Ziel der Übung -> Nenne alle Zahlen, die im Auszug unten zur Inflation vorkommen, in der Reihenfolge ihres Auftretens.

Auszug ->
════════════════

Wiesbaden – Bleibt die Inflation in Deutschland niedrig, beeinflusst das den Preistrend im Euroraum. Wer auf bald sinkende Leitzinsen hofft, wurde heute nicht enttäuscht. Nach einer ersten Schätzung des Statistischen Bundesamts stagniert der Preisauftrieb im April bei 2,2 Prozent verglichen mit dem Vorjahresmonat.
Ökonomen hatten hingegen einen leichten Anstieg auf 2,3 Prozent erwartet. Die Kernrate ohne Energie und Lebensmittel ging nach Angaben der Statistiker deutlich zurück, um 0,3 auf 3 Prozent im Jahresvergleich. Die Kerninflation spiegelt präziser den Preistrend an der wirtschaftlichen Basis.

════════════════

Ausgangsdaten ->
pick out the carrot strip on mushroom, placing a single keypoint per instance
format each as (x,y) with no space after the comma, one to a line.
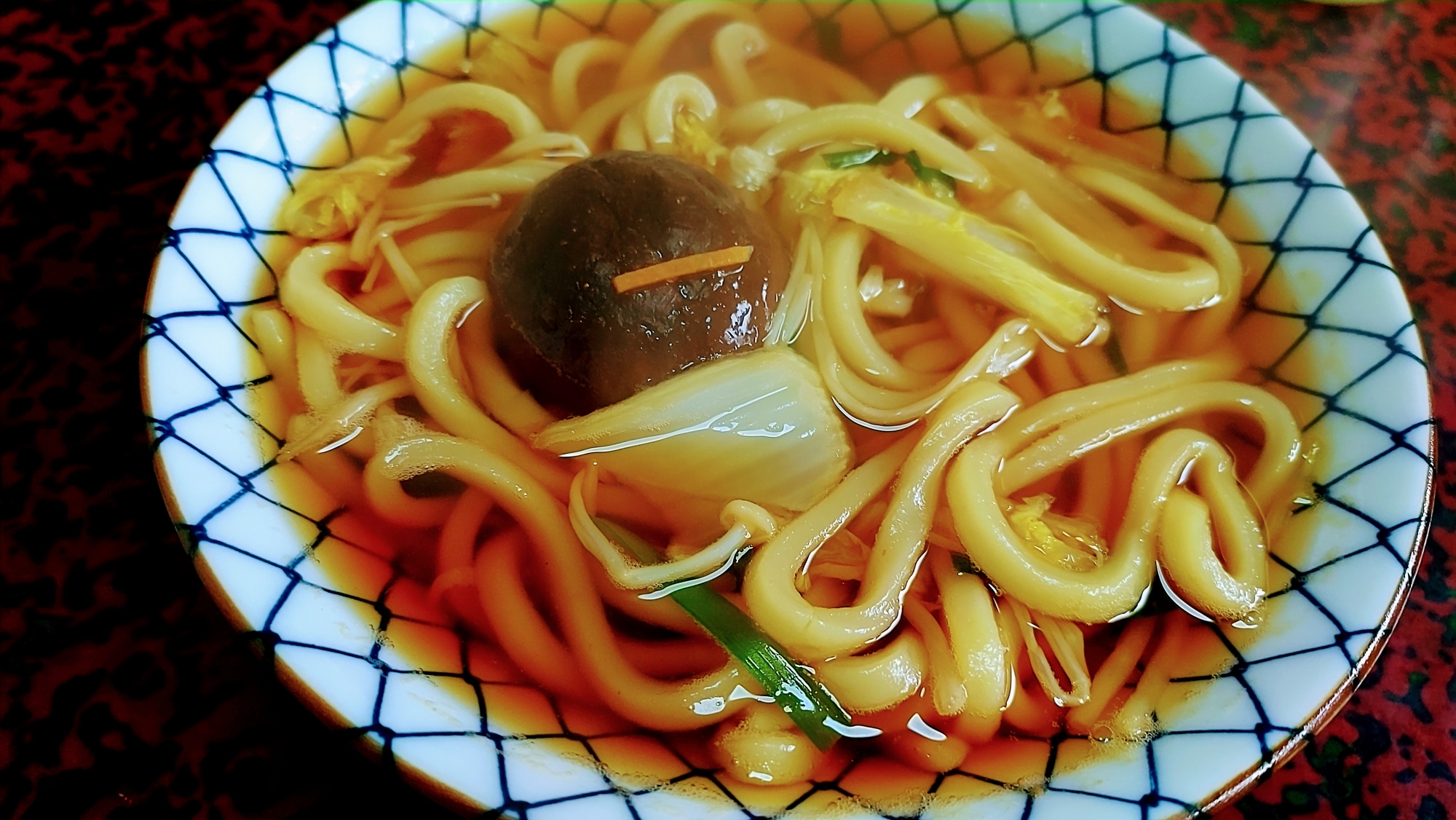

════════════════

Antwort -> 2,2; 2,3; 0,3; 3